Keep the wording of each record exactly the same when you repeat it, and leave out pictures.

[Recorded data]
+===+

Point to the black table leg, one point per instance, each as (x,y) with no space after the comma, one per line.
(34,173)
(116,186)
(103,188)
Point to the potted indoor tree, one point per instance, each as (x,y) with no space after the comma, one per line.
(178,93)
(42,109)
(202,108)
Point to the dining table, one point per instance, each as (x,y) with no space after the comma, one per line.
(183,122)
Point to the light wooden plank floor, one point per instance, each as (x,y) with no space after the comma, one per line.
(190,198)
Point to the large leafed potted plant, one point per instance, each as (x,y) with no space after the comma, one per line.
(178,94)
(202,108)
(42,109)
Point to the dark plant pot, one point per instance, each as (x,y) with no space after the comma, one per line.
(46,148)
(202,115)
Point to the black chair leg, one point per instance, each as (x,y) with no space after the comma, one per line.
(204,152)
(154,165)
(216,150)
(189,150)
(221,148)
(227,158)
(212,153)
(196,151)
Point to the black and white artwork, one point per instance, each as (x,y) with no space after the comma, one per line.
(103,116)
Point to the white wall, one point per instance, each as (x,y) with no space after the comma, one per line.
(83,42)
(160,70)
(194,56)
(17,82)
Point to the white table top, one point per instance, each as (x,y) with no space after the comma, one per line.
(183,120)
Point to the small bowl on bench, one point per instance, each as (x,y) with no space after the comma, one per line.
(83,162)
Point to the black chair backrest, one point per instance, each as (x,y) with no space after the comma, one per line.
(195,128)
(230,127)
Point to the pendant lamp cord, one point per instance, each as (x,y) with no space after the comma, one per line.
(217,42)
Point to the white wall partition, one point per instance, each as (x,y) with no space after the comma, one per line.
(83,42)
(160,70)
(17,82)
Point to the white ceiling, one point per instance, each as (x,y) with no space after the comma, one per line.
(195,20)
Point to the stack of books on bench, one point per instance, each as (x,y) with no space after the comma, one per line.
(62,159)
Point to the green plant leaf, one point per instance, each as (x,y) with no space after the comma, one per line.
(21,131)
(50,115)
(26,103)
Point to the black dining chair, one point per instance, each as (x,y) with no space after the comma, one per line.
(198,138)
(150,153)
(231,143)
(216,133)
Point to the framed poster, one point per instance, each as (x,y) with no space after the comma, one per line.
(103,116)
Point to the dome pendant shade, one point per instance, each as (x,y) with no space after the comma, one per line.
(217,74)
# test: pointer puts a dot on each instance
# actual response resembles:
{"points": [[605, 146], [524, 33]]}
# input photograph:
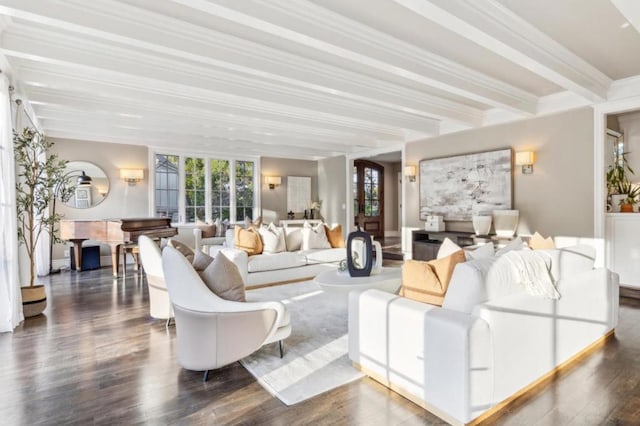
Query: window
{"points": [[188, 188], [194, 189], [244, 190], [166, 186], [220, 189]]}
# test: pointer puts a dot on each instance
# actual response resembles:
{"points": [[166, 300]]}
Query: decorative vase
{"points": [[34, 300], [363, 270], [481, 224], [505, 222]]}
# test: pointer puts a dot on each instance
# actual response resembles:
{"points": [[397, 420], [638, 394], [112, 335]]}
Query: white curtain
{"points": [[10, 298]]}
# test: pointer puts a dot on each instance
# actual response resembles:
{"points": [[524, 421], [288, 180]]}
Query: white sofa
{"points": [[489, 341]]}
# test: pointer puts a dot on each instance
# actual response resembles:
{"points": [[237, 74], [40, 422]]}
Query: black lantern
{"points": [[367, 244]]}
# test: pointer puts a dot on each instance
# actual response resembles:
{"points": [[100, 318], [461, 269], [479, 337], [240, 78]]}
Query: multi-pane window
{"points": [[244, 189], [220, 189], [212, 188], [167, 186], [194, 189]]}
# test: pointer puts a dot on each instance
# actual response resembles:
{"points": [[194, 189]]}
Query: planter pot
{"points": [[34, 300]]}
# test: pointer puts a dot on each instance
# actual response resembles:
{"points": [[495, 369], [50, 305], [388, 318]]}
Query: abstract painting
{"points": [[462, 186]]}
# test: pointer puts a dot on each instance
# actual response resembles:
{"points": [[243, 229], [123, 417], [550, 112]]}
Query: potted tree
{"points": [[38, 175]]}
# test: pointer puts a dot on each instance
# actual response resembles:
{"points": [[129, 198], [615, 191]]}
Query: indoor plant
{"points": [[37, 176]]}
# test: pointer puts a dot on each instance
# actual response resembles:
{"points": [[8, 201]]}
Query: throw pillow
{"points": [[538, 242], [223, 278], [334, 235], [314, 237], [428, 282], [293, 238], [447, 248], [182, 248], [208, 229], [515, 244], [272, 239], [248, 240]]}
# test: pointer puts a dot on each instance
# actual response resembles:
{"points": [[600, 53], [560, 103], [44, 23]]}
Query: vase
{"points": [[481, 224], [505, 222]]}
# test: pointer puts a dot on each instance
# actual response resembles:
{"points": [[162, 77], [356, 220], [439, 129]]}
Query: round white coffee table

+===+

▶ _Answer for the task_:
Point to the black table leg, one point per instance, each as (x,y) with no space after the comma, one per line.
(34,173)
(116,186)
(103,188)
Point to the potted indoor tree, one point per instance, each as (x,y) with no space after the comma, one per line.
(178,93)
(42,109)
(202,108)
Point to the dining table, one point per instance, each as (x,y) with no space after the comma, one per line.
(183,122)
Point to the light wooden plank floor, one point per instance, each as (x,y) with no space after the comma, one per line.
(190,198)
Point to the large leafed potted plant, one point per instance, each as (x,y) with no space after the comma, one per line.
(178,94)
(202,108)
(42,109)
Point to the dark plant pot, one point per instance, each as (x,y) with no space after the comma, one per line.
(46,148)
(202,115)
Point to the black chair leg, one point per instance, each as (x,y) with no space after the comma, one per line.
(204,152)
(154,165)
(216,150)
(189,150)
(221,148)
(227,158)
(212,153)
(196,151)
Point to the black and white artwork, one point per instance, each as (x,y) with no space after the comma, one per line.
(103,116)
Point to the white wall, one point per instance, each as (x,y) with no space after the comma, one per line.
(83,42)
(160,70)
(194,56)
(17,82)
Point to the white table top, one point per instance, each as (x,y) with no space after the comma, one per line.
(183,120)
Point to the small bowl on bench, one point per instance, each as (x,y) with no space after the comma, one per line.
(83,162)
Point to the black chair backrest, one point per instance, each as (x,y) with no space after the comma, one per line.
(195,128)
(230,127)
Point to the pendant lamp cord, one point per instance, each as (x,y) with no space after the comma, one per line.
(217,42)
Point to the white wall partition, one point per instance, each as (x,y) with no space after the comma, one per line.
(83,42)
(160,70)
(17,82)
Point to the white ceiling, one point per instance, each as (x,y) with no space after the comma, one per line.
(195,20)
Point to the stack of books on bench, one point per instance, each as (x,y) with no space after the comma, one per line.
(62,159)
Point to the green plant leaf, one point per instance, each as (x,y) with no space after the comma, one per line.
(21,131)
(50,115)
(26,103)
Point to the black dining chair, one point per instance, each as (x,y) with no space after the comma, one per line.
(198,138)
(150,153)
(231,143)
(216,133)
Point to the framed poster, one point per instance, each as (x,y) with no space after the comma, one per line.
(103,116)
Point to the dome pendant shade, one point per instance, each as (x,y) with no space after the comma, one per line.
(217,74)
# test: pointer puts a dot on each instance
# actual response resembles:
{"points": [[605, 146], [524, 33]]}
# input photograph:
Query: window
{"points": [[188, 188], [194, 189], [244, 190], [166, 186], [220, 189]]}
# test: pointer puts a dot on each instance
# actual response resembles:
{"points": [[166, 300]]}
Query: decorative vase
{"points": [[34, 300], [363, 270], [481, 224], [505, 222]]}
# test: pointer puts a dot on each instance
# actual response resembles:
{"points": [[397, 420], [638, 394], [112, 335]]}
Query: white curtain
{"points": [[10, 298]]}
# test: pointer puts a dot on each instance
# actual response resembles:
{"points": [[524, 421], [288, 180]]}
Query: white sofa
{"points": [[489, 341]]}
# test: pointer puts a dot on each instance
# actual response resembles:
{"points": [[237, 74], [40, 422]]}
Query: black lantern
{"points": [[367, 244]]}
# test: pointer puts a dot on each instance
# actual response resembles:
{"points": [[100, 318], [461, 269], [479, 337], [240, 78]]}
Query: multi-pane window
{"points": [[244, 189], [220, 189], [212, 188], [167, 186], [194, 189]]}
# test: pointer puts a dot on each instance
# actual response resembles:
{"points": [[194, 189]]}
Query: planter pot
{"points": [[34, 300]]}
# test: pointer puts a dot on each instance
# actual response resembles:
{"points": [[495, 369], [50, 305], [388, 318]]}
Query: abstract painting
{"points": [[462, 186]]}
# test: pointer puts a dot on each instance
# actual response resembles:
{"points": [[243, 229], [123, 417], [550, 112]]}
Query: potted tree
{"points": [[38, 175]]}
# test: pointer puts a dot on each instance
# actual response resembles:
{"points": [[129, 198], [615, 191]]}
Query: indoor plant
{"points": [[37, 176]]}
# test: pointer puts a dot on each instance
# actual response resembles:
{"points": [[8, 201]]}
Query: throw pillow
{"points": [[538, 242], [223, 278], [334, 235], [314, 237], [428, 282], [293, 238], [447, 248], [182, 248], [208, 229], [515, 244], [272, 239], [248, 240]]}
# test: pointer puts a dot on each instance
# actual response resembles:
{"points": [[600, 53], [560, 103], [44, 23]]}
Query: vase
{"points": [[481, 224], [505, 222]]}
# test: pointer puts a dot on each instance
# actual response resembles:
{"points": [[162, 77], [356, 220], [439, 129]]}
Query: round white coffee table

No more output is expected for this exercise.